**Work instructions:**
Write the data out again so that it matches word for word.

[[ Given data, beginning ]]

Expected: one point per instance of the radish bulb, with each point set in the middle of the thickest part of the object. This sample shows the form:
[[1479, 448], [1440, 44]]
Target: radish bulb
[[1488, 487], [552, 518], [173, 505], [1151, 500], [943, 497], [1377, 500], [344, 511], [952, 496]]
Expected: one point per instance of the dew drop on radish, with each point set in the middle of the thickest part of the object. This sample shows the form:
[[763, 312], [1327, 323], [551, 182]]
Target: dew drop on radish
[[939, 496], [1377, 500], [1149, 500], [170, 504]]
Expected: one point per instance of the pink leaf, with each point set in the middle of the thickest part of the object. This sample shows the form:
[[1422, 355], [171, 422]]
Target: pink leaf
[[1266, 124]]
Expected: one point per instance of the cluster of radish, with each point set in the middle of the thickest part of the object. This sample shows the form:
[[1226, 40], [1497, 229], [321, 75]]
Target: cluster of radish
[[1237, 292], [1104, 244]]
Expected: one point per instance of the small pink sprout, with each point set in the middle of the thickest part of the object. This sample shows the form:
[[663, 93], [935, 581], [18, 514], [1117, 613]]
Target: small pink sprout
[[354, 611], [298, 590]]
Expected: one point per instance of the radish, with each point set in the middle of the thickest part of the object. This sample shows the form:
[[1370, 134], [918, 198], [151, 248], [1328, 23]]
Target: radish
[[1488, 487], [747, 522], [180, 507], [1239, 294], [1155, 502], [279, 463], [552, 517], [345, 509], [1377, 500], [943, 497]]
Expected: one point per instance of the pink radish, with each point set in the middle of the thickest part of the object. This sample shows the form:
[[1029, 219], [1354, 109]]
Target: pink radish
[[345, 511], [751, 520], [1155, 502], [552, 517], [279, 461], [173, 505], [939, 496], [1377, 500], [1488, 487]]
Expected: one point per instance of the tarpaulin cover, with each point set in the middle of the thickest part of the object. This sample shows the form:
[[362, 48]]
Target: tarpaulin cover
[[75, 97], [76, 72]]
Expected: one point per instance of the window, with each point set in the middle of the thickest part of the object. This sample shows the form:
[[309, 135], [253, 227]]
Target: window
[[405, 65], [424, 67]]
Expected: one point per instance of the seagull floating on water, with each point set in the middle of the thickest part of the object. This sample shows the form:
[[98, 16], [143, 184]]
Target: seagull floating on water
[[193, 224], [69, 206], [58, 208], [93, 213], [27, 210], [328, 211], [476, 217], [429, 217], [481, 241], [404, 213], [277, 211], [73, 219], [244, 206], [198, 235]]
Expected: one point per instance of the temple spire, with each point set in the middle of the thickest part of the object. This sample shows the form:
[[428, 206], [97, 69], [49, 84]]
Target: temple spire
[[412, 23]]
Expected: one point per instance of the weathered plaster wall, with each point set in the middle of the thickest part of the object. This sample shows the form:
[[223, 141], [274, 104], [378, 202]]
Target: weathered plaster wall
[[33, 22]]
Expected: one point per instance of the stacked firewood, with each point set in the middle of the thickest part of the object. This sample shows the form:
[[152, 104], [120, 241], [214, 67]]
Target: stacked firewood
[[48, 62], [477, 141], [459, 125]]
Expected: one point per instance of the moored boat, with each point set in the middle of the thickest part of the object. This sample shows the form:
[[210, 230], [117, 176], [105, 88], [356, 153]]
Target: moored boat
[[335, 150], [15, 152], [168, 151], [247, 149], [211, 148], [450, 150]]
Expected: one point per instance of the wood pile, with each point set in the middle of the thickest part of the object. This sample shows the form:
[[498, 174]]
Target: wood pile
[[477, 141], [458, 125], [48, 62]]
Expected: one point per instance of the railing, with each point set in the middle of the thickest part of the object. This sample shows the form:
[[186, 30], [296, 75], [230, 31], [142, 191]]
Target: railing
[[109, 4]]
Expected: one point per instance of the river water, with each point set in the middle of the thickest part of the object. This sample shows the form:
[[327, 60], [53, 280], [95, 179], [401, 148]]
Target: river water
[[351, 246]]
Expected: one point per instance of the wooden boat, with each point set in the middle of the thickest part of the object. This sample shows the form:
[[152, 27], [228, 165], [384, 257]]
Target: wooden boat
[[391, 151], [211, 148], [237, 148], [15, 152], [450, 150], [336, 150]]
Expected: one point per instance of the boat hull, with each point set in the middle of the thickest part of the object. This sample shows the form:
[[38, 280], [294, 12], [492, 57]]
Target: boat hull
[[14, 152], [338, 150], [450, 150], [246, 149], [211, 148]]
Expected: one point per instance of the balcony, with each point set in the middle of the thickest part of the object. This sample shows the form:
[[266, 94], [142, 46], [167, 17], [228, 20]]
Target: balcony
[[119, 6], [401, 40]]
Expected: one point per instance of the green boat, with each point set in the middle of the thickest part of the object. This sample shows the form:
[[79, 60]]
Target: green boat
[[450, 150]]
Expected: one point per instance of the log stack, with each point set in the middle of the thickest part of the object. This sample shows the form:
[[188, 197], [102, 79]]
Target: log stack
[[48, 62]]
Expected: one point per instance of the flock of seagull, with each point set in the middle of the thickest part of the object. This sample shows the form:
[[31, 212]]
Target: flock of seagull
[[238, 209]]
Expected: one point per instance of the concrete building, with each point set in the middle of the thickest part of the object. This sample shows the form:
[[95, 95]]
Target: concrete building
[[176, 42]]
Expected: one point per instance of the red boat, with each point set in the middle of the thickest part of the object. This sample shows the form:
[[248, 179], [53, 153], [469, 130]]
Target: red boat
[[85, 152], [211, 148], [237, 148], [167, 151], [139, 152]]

[[ Given data, end ]]

**The completed task:**
Expected: one point per instance of the radish bulb, with each point set in the middle of the thickest part of the object. This sample shows the form:
[[1479, 448], [1440, 44]]
Target: radish bulb
[[1488, 487], [552, 518], [173, 505], [1151, 500], [943, 497], [1377, 500], [344, 511], [952, 496]]
Expected: one point per instance of the dew drop on radish, with each point set in the middle of the thickest part of the object. This sample shows the form:
[[763, 312], [1327, 323], [551, 182]]
Target: dew drop on radish
[[939, 496], [1377, 500], [1149, 500], [170, 504]]
Expected: one point per instance of the pink leaf, with each point set in the middle of the thickest part of the object. This sample shows the form:
[[1422, 355], [171, 422]]
Target: pink leaf
[[1266, 124]]
Expected: one point per instance of the cluster of radish, with each point set in the middle of the thickest part of the object. This sample shows the form:
[[1226, 40], [1497, 229], [321, 75]]
Target: cluster of radish
[[1237, 292], [1104, 244]]
Expected: one point per instance of the small pink sprout, with each point set in the middle of the thickest part of the object. This sample shows the form:
[[663, 93], [935, 581], [18, 514], [1117, 613]]
Target: small pink sprout
[[354, 611], [298, 590]]
Expected: one point per instance of the radish, with each point set in the middle of the thickest part of the object. This sample shows the form:
[[1370, 134], [918, 198], [151, 248], [1328, 23]]
Target: radish
[[1488, 487], [747, 522], [180, 507], [1239, 294], [1155, 502], [279, 463], [552, 517], [345, 509], [1377, 500], [943, 497]]
Expected: one point per instance of the pink radish, with each point set in the middle of the thickest part of the object. This sample shows the form:
[[1029, 219], [1354, 109]]
Target: pink radish
[[345, 511], [751, 520], [1155, 502], [552, 517], [279, 461], [173, 505], [939, 496], [1377, 500], [1488, 487]]
Expected: one point per instance of the tarpaulin cover, with each point set in the middle of the thickest part of the object. This sample shows the form:
[[362, 48]]
Target: tarpaulin cover
[[75, 97], [76, 72]]
Expected: one point per instance of the window, with each point set in the middle of the thickest part of the object. This sample shows the form:
[[309, 135], [253, 227]]
Target: window
[[405, 65], [424, 67]]
Expected: one point per instance of the seagull floating on water, with each point set in the middle of the thickest part of the object. This sample shows the form:
[[98, 16], [143, 184]]
Target: seagull floating on water
[[193, 224], [69, 206], [58, 208], [93, 213], [27, 210], [328, 211], [476, 217], [429, 217], [481, 241], [404, 213], [277, 211], [73, 219], [244, 206], [198, 235]]
Expected: one point per instance of the temple spire, with each point set in the middle of the thickest part of the object. This sample shows the form:
[[428, 206], [97, 69], [49, 84]]
Target: temple spire
[[412, 23]]
Expected: one point per instance of the weathered plaster wall, with each point set in the middle of the thickest part of the object. This sample shows the form:
[[223, 141], [274, 104], [378, 202]]
Target: weathered plaster wall
[[33, 22]]
Expected: one point per instance of the stacked firewood, with each point set in the middle of the thickest part of the object. This sample shows the form:
[[152, 104], [120, 241], [214, 67]]
Target: stacked firewood
[[48, 62], [477, 141], [459, 125]]
Expected: one point per instance of the moored boat, with each point set in the middle of the thickest part of the object. This sample shows the form:
[[210, 230], [117, 176], [105, 88], [356, 153]]
Target: moored boat
[[335, 150], [15, 152], [168, 151], [247, 149], [211, 148], [450, 150]]
Expected: one point per instance of the wood pile, with each point set in the middle of the thickest part of the object. This sample shows the form:
[[498, 174]]
Target: wood pile
[[477, 141], [458, 125], [48, 62]]
Expected: one point per instance of the railing, with each point set in the middle of the thickest part of the object. This sample shows the form:
[[186, 30], [296, 75], [230, 31], [142, 191]]
Target: railing
[[109, 4]]
Expected: one point per instance of the river water, with each point set in the middle of the thickest part of the object. This sample shows the form:
[[327, 60], [53, 280], [95, 179], [401, 148]]
Target: river water
[[351, 246]]
Expected: one point per instance of the wooden boat, with each point set in the middle of the thickest part of the object. This sample shows the form:
[[152, 27], [228, 165], [384, 257]]
Target: wooden boat
[[391, 151], [211, 148], [237, 148], [15, 152], [450, 150], [336, 150]]
Expected: one point per instance of the boat hull, with each point set in the middle of the thickest part of the object. This sample shows the form:
[[38, 280], [294, 12], [492, 57]]
Target: boat hull
[[14, 152], [338, 150], [450, 150], [246, 149], [211, 148]]
Expected: one point per instance of the balcony, with each point set in the middle of the thickest part of the object. This sample shows the form:
[[266, 94], [142, 46], [167, 17], [228, 20]]
Target: balcony
[[119, 6], [401, 40]]
Expected: one point per instance of the green boat, with each point set in the middle of the thickest part of the object. This sample shows the form:
[[79, 60]]
Target: green boat
[[450, 150]]
Expected: one point per instance of the log stack, with each point set in the middle of the thickest part of the object. This sample shows the form:
[[188, 197], [102, 79]]
Target: log stack
[[48, 62]]
Expected: one point per instance of the flock of seagull, with each point set in the middle of the thickest part of the object. This sample shows the form:
[[31, 212]]
Target: flock of seagull
[[238, 209]]
Expected: one point per instance of the concrete building, with each point set in the middle of the thickest part of the object. This sample shows the form:
[[95, 95]]
Target: concrete building
[[176, 42]]
Expected: one point per instance of the red boat, with each point set in the middle of the thickest part of the object. This sample shows the form:
[[248, 179], [53, 153], [469, 130]]
Target: red boat
[[85, 152], [211, 148], [237, 148], [167, 151], [139, 152]]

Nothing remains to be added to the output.